● **PROBLEM TO SOLVE**
All of the records below should be retyped exactly, with no pictures included.

Dataset excerpts
>>>

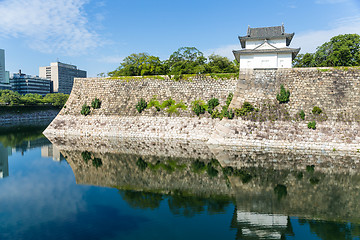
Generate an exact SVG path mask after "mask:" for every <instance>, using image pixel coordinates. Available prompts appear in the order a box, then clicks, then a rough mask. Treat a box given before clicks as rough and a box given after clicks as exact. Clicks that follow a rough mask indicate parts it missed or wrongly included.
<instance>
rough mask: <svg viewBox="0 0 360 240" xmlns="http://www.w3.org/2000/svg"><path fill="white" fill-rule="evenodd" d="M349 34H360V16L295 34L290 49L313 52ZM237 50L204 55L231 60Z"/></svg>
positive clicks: (347, 18) (232, 59) (221, 48)
mask: <svg viewBox="0 0 360 240" xmlns="http://www.w3.org/2000/svg"><path fill="white" fill-rule="evenodd" d="M349 33H357V34H360V15H357V16H352V17H346V18H341V19H338V20H336V21H335V22H334V23H333V24H332V26H331V27H330V28H329V29H326V30H309V31H307V32H301V33H295V36H294V38H293V40H292V42H291V45H290V47H293V48H298V47H301V53H307V52H315V51H316V48H317V47H319V46H321V45H322V44H323V43H325V42H328V41H330V38H332V37H334V36H337V35H339V34H349ZM239 49H241V46H240V43H239V44H231V45H226V46H222V47H219V48H215V49H209V50H206V51H205V55H206V56H208V55H210V54H213V53H214V54H218V55H221V56H224V57H228V58H229V59H231V60H233V59H234V55H233V53H232V50H239Z"/></svg>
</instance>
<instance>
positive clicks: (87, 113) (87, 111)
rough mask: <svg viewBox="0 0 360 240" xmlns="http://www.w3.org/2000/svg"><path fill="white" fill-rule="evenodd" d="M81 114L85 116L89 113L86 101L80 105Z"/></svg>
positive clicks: (89, 109)
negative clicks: (81, 106) (80, 109)
mask: <svg viewBox="0 0 360 240" xmlns="http://www.w3.org/2000/svg"><path fill="white" fill-rule="evenodd" d="M80 113H81V114H82V115H84V116H87V115H89V114H90V106H88V105H87V104H86V103H84V105H82V107H81V112H80Z"/></svg>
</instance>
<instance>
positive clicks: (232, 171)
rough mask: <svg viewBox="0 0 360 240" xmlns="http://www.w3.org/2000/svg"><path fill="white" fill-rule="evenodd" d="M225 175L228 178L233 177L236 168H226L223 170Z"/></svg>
mask: <svg viewBox="0 0 360 240" xmlns="http://www.w3.org/2000/svg"><path fill="white" fill-rule="evenodd" d="M223 173H224V174H225V175H226V176H231V175H233V173H234V168H232V167H230V166H229V167H225V168H223Z"/></svg>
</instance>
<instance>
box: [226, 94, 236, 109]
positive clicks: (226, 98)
mask: <svg viewBox="0 0 360 240" xmlns="http://www.w3.org/2000/svg"><path fill="white" fill-rule="evenodd" d="M233 97H234V94H233V93H229V95H228V97H227V98H226V105H227V106H229V105H230V103H231V101H232V99H233Z"/></svg>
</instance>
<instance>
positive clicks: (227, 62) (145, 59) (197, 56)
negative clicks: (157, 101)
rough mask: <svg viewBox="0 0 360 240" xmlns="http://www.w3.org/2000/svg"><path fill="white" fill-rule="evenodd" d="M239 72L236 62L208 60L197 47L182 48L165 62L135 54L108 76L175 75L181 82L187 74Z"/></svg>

<<<

● **SOLVED EXERCISE**
Generate an exact SVG path mask after "mask:" for every <instance>, using image pixel coordinates. Available prompts appear in the order a box, then clicks, then a rough mask. Treat a box given before clicks as rough and a box given after clicks as exact. Clicks that follow a rough mask indicate parts it missed or wrongly included.
<instance>
rough mask: <svg viewBox="0 0 360 240" xmlns="http://www.w3.org/2000/svg"><path fill="white" fill-rule="evenodd" d="M349 34H360V16L295 34L290 49L313 52ZM237 50L204 55L231 60Z"/></svg>
positive clicks: (347, 18) (232, 59) (221, 48)
mask: <svg viewBox="0 0 360 240" xmlns="http://www.w3.org/2000/svg"><path fill="white" fill-rule="evenodd" d="M349 33H357V34H360V15H357V16H352V17H346V18H341V19H338V20H336V21H335V22H334V23H333V24H332V26H331V27H330V28H329V29H326V30H309V31H307V32H301V33H295V36H294V38H293V40H292V42H291V45H290V47H293V48H298V47H301V53H307V52H315V51H316V48H317V47H319V46H321V45H322V44H323V43H325V42H328V41H330V38H332V37H334V36H337V35H339V34H349ZM239 49H241V46H240V43H239V44H231V45H226V46H222V47H219V48H215V49H209V50H206V51H205V55H206V56H208V55H210V54H213V53H214V54H218V55H221V56H224V57H228V58H229V59H231V60H233V59H234V55H233V53H232V50H239Z"/></svg>
</instance>
<instance>
positive clicks: (87, 113) (87, 111)
rough mask: <svg viewBox="0 0 360 240" xmlns="http://www.w3.org/2000/svg"><path fill="white" fill-rule="evenodd" d="M81 114L85 116L89 113L86 101L80 105Z"/></svg>
positive clicks: (89, 109)
negative clicks: (81, 106) (80, 109)
mask: <svg viewBox="0 0 360 240" xmlns="http://www.w3.org/2000/svg"><path fill="white" fill-rule="evenodd" d="M80 113H81V114H82V115H84V116H87V115H89V114H90V106H88V105H87V104H86V103H84V105H82V107H81V112H80Z"/></svg>
</instance>
<instance>
positive clicks: (232, 171)
rough mask: <svg viewBox="0 0 360 240" xmlns="http://www.w3.org/2000/svg"><path fill="white" fill-rule="evenodd" d="M225 175L228 178L233 177L236 168H226L223 170Z"/></svg>
mask: <svg viewBox="0 0 360 240" xmlns="http://www.w3.org/2000/svg"><path fill="white" fill-rule="evenodd" d="M223 173H224V174H225V175H226V176H231V175H233V173H234V168H232V167H230V166H229V167H225V168H223Z"/></svg>
</instance>
<instance>
box: [226, 94, 236, 109]
positive clicks: (226, 98)
mask: <svg viewBox="0 0 360 240" xmlns="http://www.w3.org/2000/svg"><path fill="white" fill-rule="evenodd" d="M233 97H234V94H233V93H229V95H228V97H227V98H226V105H227V106H229V105H230V103H231V101H232V99H233Z"/></svg>
</instance>
<instance>
positive clicks: (227, 62) (145, 59) (197, 56)
negative clicks: (157, 101)
rough mask: <svg viewBox="0 0 360 240" xmlns="http://www.w3.org/2000/svg"><path fill="white" fill-rule="evenodd" d="M239 72L236 62L208 60L197 47L182 48L165 62L135 54L108 76L175 75L181 82L187 74Z"/></svg>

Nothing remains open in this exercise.